**CONSIGNE**
Dites si chaque affirmation s'accorde avec l'extrait sur le chauffage nucléaire, en répondant par oui ou par non et en citant les mots décisifs du texte. 1. La centrale d'Ågesta produisait surtout de l'électricité. 2. La centrale d'Ågesta a fonctionné de 1963 à 1974. 3. En France, les transports représentent 26 % des dégagements de gaz à effet de serre.

**EXTRAIT DU DOCUMENT**
>>>

Le chauffage nucléaire, un atout pour la transition énergétique 2) les SMR


Un nouveau type de réacteurs nucléaires pour un chauffage propre climatiquement acceptable

En France, le chauffage des bâtiments représente 22% des dégagements de gaz à effets de serre, derrière l’industrie (22%) et les Transports (26%) ; encore sans doute une partie de la consommation industrielle est-elle aussi en fait liée à une consommation de chaleur. Le chauffage représente donc une partie très important des émissions de gaz à effet de serre (surtout CO2).

Comment diminuer ces émissions ? On peut passer davantage au chauffage électrique, qui peut constituer une bonne solution pour l’habitat individuel. (cf. notamment l’action de Brice Lalonde, https://vivrelarecherche.blogspot.com/2019/09/transition-energetique-et-grandes.html)

Si l’on veut une chaleur propre, on peut aussi utiliser la cogénération nucléaire, mais bien que des exemples récentes, notamment chinois et russes en soulignent l’intérêt, il semble existant mais limité en France (cf blog précédent https://vivrelarecherche.blogspot.com/2019/12/le-chauffage-nucleaire-un-atout-pour-la.html).
En revanche, un chauffage nucléaire urbain à l’aide de réacteurs spécialisés plus petit, les small modular reactor  (SMR) aurait un intérêt certain pour l’obtention de chaleur propre décarbonée.

La longue marche des SMR .

L'idée d’utiliser l'énergie nucléaire pour le chauffage est apparue en même temps que son utilisation électrogène. Ainsi, la première centrale nucléaire suédoise, celle d'Ågesta produisait essentiellement de la chaleur à destination du quartier de Farsta, dans la banlieue sud de Stockholm. Elle avait à l'origine une puissance de 65 MW, qui fut portée à 80 MW au début de l'année 1970 et fonctionna de 1963 à 1974.  Une fraction de l'énergie produite était aussi convertie en électricité. Elle comportait un unique réacteur utilisant comme combustible l’uranium naturel et comme modérateur l’eau lourde. Arrêtée en 1974 parce qu’elle ne correspondait plus aux normes et, sa partie nucléaire démantelée, elle est utilisée comme terrain d'exercice par les sapeurs-pompiers de Stockholm.

<<<

**LIGNES EXTRAITES**
>>>

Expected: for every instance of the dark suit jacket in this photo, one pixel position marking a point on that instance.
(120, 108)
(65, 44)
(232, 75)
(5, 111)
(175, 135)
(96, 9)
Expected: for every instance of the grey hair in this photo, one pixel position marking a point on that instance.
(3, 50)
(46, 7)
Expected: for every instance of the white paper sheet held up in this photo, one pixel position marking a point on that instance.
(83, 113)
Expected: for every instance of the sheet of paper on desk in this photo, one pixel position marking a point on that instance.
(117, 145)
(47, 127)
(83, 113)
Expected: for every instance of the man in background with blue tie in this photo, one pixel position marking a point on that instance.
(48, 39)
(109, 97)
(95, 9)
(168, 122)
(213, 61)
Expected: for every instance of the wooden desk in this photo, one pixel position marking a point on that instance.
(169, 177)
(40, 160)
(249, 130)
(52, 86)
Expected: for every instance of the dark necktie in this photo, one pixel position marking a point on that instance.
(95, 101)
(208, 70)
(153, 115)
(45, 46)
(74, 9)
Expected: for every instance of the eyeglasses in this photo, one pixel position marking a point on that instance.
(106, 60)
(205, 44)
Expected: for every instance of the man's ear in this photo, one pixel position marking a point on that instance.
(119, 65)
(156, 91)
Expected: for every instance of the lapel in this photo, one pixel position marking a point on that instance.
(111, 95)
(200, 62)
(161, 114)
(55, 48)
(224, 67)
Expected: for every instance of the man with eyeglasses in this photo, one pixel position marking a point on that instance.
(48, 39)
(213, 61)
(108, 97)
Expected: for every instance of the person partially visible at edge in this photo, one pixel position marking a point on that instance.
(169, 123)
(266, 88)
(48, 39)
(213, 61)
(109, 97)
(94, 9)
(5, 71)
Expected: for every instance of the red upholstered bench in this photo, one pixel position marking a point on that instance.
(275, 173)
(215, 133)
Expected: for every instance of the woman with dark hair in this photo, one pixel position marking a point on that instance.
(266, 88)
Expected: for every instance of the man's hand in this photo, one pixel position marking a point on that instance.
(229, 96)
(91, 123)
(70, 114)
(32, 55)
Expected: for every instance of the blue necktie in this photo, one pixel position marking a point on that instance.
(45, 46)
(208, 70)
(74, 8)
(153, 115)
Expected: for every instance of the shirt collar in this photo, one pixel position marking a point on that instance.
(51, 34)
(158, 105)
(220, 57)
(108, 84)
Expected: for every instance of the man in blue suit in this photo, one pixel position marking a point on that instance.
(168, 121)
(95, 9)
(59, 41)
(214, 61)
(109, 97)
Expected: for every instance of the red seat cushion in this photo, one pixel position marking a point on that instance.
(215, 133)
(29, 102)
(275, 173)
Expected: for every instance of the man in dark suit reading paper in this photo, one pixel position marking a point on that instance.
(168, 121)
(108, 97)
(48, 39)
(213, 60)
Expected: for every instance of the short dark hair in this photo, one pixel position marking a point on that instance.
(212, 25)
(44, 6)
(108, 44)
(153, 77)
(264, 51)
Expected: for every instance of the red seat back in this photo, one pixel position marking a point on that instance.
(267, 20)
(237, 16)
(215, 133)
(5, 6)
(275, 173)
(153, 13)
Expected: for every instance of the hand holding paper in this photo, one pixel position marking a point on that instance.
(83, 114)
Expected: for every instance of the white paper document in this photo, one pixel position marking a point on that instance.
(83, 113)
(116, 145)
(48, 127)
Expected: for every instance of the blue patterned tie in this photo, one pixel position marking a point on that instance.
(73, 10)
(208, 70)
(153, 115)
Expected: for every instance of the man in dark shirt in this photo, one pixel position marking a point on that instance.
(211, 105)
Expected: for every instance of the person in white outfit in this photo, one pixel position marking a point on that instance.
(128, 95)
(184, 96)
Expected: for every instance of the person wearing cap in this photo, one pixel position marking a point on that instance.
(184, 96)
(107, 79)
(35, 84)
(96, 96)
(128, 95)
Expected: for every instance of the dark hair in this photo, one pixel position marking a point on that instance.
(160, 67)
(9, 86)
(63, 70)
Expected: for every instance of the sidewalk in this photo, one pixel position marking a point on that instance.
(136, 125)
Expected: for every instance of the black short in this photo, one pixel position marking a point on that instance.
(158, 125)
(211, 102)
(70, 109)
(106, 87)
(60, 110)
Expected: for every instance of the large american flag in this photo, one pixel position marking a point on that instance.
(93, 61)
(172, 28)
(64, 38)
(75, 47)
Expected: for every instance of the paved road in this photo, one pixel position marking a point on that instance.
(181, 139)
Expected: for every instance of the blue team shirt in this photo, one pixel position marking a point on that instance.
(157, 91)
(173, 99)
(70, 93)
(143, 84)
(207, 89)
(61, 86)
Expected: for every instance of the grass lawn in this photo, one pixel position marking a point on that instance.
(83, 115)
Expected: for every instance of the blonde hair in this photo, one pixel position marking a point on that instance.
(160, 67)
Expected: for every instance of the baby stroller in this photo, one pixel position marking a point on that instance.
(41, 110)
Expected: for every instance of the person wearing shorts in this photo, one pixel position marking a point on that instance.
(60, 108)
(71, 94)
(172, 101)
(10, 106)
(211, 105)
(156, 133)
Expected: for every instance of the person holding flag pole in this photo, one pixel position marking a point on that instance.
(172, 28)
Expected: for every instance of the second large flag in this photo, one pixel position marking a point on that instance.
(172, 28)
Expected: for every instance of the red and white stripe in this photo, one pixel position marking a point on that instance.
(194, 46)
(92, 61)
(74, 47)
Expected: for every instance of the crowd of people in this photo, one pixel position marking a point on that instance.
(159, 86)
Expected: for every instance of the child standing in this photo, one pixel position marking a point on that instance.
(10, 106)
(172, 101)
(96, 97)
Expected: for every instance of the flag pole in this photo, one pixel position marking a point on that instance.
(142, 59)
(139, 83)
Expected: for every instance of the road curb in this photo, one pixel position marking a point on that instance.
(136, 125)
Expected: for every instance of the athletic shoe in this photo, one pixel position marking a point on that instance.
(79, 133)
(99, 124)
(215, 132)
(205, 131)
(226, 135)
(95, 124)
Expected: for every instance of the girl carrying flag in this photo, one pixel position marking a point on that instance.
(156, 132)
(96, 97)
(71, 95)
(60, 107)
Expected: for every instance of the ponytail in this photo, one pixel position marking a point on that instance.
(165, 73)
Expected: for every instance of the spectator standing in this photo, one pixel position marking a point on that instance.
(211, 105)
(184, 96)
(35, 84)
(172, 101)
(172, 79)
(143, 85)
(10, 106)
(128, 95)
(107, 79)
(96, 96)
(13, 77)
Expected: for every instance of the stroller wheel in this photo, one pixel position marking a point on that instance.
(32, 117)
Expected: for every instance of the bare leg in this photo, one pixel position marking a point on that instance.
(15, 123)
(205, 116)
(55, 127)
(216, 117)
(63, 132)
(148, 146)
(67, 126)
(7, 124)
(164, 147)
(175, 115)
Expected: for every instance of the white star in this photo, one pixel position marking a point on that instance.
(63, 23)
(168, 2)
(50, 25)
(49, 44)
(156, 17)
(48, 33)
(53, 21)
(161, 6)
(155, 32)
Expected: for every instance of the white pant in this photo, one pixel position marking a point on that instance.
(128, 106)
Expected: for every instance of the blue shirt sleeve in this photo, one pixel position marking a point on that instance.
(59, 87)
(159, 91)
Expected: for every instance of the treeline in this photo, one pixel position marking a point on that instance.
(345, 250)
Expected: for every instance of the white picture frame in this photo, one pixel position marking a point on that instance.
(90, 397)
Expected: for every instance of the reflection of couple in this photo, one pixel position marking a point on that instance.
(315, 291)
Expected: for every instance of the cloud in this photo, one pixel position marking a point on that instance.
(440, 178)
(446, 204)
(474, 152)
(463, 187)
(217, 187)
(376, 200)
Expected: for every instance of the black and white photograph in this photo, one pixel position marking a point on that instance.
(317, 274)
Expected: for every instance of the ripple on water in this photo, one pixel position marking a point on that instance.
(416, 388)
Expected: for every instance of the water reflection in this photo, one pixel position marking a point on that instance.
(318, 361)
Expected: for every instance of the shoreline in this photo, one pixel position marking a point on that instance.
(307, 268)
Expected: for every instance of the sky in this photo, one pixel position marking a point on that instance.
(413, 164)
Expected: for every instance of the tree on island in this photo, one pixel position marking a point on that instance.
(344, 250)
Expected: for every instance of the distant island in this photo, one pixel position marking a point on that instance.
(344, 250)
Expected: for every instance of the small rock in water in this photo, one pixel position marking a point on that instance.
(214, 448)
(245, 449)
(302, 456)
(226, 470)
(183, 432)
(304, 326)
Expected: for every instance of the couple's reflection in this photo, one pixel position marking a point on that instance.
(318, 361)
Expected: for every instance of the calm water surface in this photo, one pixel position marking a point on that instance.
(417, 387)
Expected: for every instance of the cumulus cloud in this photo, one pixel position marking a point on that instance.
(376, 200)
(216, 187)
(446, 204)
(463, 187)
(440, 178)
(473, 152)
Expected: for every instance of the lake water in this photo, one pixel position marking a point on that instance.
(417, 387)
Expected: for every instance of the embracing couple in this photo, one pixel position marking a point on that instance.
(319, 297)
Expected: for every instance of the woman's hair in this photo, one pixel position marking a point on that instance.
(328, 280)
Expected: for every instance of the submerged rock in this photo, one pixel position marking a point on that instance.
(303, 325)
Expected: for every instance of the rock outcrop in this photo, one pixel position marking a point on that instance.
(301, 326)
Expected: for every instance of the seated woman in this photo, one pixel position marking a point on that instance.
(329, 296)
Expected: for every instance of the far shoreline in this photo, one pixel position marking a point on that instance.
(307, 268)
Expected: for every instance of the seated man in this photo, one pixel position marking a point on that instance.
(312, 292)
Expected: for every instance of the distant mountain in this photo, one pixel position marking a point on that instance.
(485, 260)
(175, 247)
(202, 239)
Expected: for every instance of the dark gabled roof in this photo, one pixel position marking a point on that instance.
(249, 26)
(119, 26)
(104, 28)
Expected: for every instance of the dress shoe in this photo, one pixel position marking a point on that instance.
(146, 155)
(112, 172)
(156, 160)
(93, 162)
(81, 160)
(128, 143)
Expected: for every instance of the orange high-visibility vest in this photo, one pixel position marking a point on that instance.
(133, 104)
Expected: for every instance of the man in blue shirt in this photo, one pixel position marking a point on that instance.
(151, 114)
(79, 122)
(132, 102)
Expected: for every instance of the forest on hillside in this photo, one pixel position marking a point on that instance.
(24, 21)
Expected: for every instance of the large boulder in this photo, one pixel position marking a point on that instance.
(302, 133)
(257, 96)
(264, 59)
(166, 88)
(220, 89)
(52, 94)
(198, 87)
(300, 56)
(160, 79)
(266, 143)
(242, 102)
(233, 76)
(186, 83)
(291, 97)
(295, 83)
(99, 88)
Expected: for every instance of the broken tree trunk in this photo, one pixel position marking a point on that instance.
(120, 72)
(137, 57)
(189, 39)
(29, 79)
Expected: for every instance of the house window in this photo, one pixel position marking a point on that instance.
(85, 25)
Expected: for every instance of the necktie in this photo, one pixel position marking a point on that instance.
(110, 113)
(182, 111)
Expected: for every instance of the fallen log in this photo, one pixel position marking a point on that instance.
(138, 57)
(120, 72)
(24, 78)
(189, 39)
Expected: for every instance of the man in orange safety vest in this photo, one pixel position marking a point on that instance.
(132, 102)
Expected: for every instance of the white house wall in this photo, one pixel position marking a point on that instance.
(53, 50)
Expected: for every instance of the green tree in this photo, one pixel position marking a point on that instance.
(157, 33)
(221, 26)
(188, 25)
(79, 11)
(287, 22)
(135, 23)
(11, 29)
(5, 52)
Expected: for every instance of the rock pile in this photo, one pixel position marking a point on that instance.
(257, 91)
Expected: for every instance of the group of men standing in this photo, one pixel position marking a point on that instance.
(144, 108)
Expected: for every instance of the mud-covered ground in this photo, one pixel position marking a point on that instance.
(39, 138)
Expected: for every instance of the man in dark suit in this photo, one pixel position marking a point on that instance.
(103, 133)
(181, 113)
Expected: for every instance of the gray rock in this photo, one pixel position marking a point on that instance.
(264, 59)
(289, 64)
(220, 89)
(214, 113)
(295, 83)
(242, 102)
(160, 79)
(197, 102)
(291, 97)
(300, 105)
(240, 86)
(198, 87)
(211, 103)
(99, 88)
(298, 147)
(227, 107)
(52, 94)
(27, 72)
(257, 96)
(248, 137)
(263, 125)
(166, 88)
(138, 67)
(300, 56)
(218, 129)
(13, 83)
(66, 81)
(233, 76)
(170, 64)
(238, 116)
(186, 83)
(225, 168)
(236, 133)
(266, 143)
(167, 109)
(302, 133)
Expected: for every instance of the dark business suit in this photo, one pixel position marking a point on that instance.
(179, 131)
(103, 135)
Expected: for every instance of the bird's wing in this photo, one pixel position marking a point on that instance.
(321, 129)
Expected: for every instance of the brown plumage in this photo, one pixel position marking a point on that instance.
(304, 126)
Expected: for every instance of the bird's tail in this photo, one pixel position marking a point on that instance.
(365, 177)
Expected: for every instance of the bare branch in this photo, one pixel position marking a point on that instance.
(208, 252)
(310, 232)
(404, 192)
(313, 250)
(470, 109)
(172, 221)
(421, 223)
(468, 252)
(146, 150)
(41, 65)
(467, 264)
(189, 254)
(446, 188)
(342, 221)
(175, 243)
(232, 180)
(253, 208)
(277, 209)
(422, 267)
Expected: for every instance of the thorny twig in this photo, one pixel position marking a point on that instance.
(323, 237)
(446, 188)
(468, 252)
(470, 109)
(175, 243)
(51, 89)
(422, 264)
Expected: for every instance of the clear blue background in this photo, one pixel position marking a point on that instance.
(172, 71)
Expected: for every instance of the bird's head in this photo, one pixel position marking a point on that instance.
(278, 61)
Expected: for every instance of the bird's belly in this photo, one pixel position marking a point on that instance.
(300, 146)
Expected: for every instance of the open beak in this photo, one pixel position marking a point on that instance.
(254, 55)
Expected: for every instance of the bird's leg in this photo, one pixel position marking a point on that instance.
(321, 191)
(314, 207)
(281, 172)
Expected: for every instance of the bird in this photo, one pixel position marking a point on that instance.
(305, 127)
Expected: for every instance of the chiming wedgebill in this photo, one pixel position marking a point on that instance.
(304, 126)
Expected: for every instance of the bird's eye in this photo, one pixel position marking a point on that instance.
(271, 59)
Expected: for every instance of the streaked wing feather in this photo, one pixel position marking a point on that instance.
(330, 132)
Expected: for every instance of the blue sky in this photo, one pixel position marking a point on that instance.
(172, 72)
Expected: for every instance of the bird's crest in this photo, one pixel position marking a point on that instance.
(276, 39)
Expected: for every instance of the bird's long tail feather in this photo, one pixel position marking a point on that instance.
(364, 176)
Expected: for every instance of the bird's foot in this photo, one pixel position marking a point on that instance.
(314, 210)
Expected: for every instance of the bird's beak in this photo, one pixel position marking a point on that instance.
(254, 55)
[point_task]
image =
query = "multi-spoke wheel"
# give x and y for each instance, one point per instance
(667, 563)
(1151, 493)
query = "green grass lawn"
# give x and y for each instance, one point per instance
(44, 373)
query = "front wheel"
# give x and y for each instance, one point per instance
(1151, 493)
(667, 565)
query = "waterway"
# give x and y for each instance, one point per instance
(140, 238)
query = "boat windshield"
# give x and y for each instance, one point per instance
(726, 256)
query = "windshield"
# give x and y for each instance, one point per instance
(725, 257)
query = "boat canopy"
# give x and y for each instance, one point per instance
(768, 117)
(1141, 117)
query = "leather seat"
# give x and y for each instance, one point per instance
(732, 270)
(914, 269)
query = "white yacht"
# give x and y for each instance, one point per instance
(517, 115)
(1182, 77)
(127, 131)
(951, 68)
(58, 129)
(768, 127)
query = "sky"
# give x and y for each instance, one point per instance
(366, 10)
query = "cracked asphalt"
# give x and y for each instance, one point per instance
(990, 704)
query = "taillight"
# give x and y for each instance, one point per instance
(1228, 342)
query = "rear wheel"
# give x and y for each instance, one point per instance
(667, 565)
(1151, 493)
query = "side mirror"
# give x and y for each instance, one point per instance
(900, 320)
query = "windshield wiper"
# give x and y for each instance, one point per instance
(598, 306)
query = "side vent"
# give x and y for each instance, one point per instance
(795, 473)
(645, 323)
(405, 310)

<<<

**CORRIGÉ DÉTAILLÉ**
1. Non : « produisait essentiellement de la chaleur à destination du quartier de Farsta ».
2. Oui : « fonctionna de 1963 à 1974 ».
3. Oui : « les Transports (26%) ».